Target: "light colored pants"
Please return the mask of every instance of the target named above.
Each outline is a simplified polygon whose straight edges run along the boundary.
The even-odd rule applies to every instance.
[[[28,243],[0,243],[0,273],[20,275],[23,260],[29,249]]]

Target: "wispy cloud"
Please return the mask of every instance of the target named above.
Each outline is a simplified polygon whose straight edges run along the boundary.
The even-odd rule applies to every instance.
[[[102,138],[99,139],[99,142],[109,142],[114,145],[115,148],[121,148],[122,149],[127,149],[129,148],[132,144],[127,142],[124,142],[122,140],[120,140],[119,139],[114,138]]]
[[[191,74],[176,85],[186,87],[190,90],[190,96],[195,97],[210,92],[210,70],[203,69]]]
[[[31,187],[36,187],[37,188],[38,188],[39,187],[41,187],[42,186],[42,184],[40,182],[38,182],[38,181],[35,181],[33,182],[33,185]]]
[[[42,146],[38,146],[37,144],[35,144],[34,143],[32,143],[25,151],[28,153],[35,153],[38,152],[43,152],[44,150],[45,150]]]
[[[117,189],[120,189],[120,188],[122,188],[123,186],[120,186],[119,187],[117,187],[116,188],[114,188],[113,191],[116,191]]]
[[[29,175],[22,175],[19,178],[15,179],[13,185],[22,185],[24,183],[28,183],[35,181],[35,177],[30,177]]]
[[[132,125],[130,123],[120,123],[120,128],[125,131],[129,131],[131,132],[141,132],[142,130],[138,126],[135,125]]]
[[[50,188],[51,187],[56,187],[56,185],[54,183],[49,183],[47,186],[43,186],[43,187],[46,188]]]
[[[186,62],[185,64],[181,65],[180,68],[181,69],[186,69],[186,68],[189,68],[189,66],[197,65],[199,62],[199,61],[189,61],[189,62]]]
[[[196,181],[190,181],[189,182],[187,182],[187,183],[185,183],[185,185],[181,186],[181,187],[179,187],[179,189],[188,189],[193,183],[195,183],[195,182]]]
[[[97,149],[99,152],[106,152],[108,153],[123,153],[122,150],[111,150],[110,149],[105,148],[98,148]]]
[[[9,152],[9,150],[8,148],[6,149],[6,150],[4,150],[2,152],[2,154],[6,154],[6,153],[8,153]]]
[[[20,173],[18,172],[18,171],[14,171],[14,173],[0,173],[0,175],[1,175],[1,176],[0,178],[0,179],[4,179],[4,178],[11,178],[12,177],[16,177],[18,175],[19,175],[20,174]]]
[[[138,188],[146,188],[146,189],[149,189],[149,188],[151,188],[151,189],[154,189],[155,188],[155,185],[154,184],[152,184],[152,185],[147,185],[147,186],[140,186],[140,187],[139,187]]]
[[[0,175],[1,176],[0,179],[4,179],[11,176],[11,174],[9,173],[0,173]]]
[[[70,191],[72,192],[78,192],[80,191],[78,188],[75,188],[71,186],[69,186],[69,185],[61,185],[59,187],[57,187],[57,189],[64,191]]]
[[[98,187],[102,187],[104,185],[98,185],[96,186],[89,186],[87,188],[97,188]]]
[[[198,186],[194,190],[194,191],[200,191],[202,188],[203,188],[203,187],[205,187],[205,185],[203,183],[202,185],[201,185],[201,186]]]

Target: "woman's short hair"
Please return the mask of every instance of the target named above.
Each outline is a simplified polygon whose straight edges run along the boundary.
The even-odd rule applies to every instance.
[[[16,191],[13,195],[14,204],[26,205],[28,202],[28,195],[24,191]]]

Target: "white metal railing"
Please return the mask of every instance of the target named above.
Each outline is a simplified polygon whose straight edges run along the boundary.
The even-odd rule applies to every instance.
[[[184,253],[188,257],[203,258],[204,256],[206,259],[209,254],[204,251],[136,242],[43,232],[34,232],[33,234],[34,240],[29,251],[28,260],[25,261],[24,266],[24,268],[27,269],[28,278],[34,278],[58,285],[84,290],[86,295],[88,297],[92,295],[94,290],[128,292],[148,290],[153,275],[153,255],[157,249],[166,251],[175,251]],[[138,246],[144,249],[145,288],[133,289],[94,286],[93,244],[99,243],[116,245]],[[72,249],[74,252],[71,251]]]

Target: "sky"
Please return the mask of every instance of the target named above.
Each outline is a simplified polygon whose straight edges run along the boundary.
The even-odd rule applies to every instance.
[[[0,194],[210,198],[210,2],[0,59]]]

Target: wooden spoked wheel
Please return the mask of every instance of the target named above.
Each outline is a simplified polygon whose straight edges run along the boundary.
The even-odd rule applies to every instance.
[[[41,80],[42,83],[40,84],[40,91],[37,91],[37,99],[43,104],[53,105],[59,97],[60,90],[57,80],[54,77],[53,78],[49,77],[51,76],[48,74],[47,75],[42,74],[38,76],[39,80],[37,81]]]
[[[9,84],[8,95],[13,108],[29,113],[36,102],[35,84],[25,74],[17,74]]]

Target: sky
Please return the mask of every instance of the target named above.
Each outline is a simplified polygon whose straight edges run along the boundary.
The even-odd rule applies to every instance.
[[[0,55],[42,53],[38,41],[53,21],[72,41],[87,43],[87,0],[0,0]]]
──────────────────────────────
▶ Job: Express every row above as a two-column CSV with the header "prompt","mask". Give one line per row, with the row's wording in the first field and its answer in the second, each field in double quotes and with line breaks replaced by spaces.

▶ Solution:
prompt,mask
"Target: ""light colored pants"" Please return the mask of every instance of the target named above. Each outline is a simplified polygon whose straight edges run along the boundary. The even-odd rule applies to every instance.","[[[28,243],[0,243],[0,273],[20,275],[23,260],[29,249]]]"
"Target: ""wispy cloud"" Please return the mask of every instance of the target named above. Each outline is a simplified polygon whose straight edges run along the boundary. The even-odd rule applies to every instance.","[[[102,138],[99,139],[99,142],[109,142],[114,145],[115,148],[121,148],[122,149],[127,149],[129,148],[132,144],[127,142],[124,142],[122,140],[120,140],[119,139],[114,138]]] [[[191,74],[176,85],[186,87],[190,90],[190,96],[195,97],[210,92],[210,70],[203,69]]] [[[31,187],[36,187],[37,188],[38,188],[39,187],[41,187],[42,186],[42,184],[40,182],[38,182],[38,181],[35,181],[33,182],[33,185]]] [[[42,146],[38,146],[37,144],[35,144],[34,143],[32,143],[25,151],[28,153],[35,153],[38,152],[43,152],[44,150],[45,150]]] [[[117,189],[120,189],[120,188],[122,188],[123,186],[120,186],[119,187],[117,187],[116,188],[114,188],[113,191],[116,191]]] [[[29,175],[22,175],[19,178],[15,179],[13,185],[22,185],[24,183],[28,183],[35,181],[35,177],[30,177]]] [[[132,125],[130,123],[120,123],[120,128],[125,131],[129,131],[131,132],[141,132],[142,130],[138,126],[135,125]]] [[[50,188],[51,187],[56,187],[56,185],[54,183],[49,183],[47,186],[43,186],[43,187],[46,188]]] [[[186,62],[185,64],[181,65],[180,68],[181,69],[186,69],[186,68],[189,68],[189,66],[197,65],[199,62],[199,61],[189,61],[189,62]]] [[[196,181],[190,181],[189,182],[187,182],[187,183],[185,183],[185,185],[181,186],[181,187],[179,187],[179,189],[188,189],[193,183],[195,183],[195,182]]] [[[97,149],[99,152],[106,152],[108,153],[123,153],[122,150],[111,150],[110,149],[105,148],[98,148]]] [[[9,152],[9,150],[8,148],[6,149],[6,150],[4,150],[2,152],[2,154],[6,154],[6,153],[8,153]]] [[[20,173],[18,172],[18,171],[14,171],[14,173],[0,173],[0,175],[1,175],[1,176],[0,178],[0,179],[4,179],[4,178],[11,178],[12,177],[16,177],[18,175],[19,175],[20,174]]] [[[138,188],[146,188],[146,189],[149,189],[149,188],[151,188],[151,189],[154,189],[155,188],[155,185],[154,184],[152,184],[152,185],[147,185],[147,186],[140,186],[140,187],[139,187]]] [[[0,175],[1,176],[0,179],[4,179],[11,176],[11,174],[9,173],[0,173]]] [[[70,191],[72,192],[78,192],[80,191],[78,188],[75,188],[71,186],[69,186],[69,185],[61,185],[59,187],[57,187],[57,189],[64,191]]] [[[98,187],[102,187],[104,185],[98,185],[96,186],[89,186],[87,188],[97,188]]] [[[198,186],[194,190],[194,191],[200,191],[202,188],[203,188],[203,187],[205,187],[205,185],[203,183],[202,185],[201,185],[201,186]]]"
"Target: ""woman's short hair"" Please return the mask of every instance of the target named above. Each outline is a simplified polygon whose straight edges run along the boundary. The even-odd rule applies to every instance.","[[[16,191],[13,195],[14,204],[26,205],[28,202],[28,195],[24,191]]]"
"Target: ""white metal railing"" Please return the mask of every instance of the target named above. Each outline is a simplified polygon whose straight edges run along the boundary. The even-odd rule applies to every instance.","[[[184,253],[188,257],[203,258],[204,256],[206,259],[209,254],[204,251],[136,242],[43,232],[34,232],[33,234],[34,240],[29,251],[28,260],[25,261],[24,266],[24,268],[27,269],[28,278],[34,278],[58,285],[84,290],[86,295],[88,297],[92,295],[94,290],[128,292],[148,290],[153,275],[153,255],[157,249],[166,251],[175,251]],[[138,246],[144,249],[145,288],[133,289],[94,286],[93,244],[99,243],[116,245]],[[72,249],[74,252],[71,251]]]"
"Target: ""sky"" Please return the mask of every instance of the target named above. Each outline is a simplified polygon whose straight edges run along the boundary. The even-odd rule applies to every instance.","[[[0,194],[210,198],[210,2],[0,59]]]"
"Target: wooden spoked wheel Please return the mask of every instance of the target named above. Each outline is a simplified polygon whose straight edges run along the boundary. The even-odd rule applies to every instance.","[[[41,80],[42,83],[40,84],[40,91],[37,91],[37,99],[43,104],[53,105],[59,97],[60,90],[57,80],[54,77],[53,78],[49,77],[51,76],[48,74],[47,75],[42,74],[38,76],[39,80],[37,81]]] [[[9,84],[8,95],[13,108],[29,113],[36,102],[35,84],[25,74],[17,74]]]"
"Target: sky Please return the mask of every instance of the target named above. Each outline is a simplified polygon whose straight edges run along the boundary. The even-odd rule applies to every instance.","[[[0,55],[42,53],[38,41],[53,21],[72,41],[87,43],[87,0],[0,0]]]"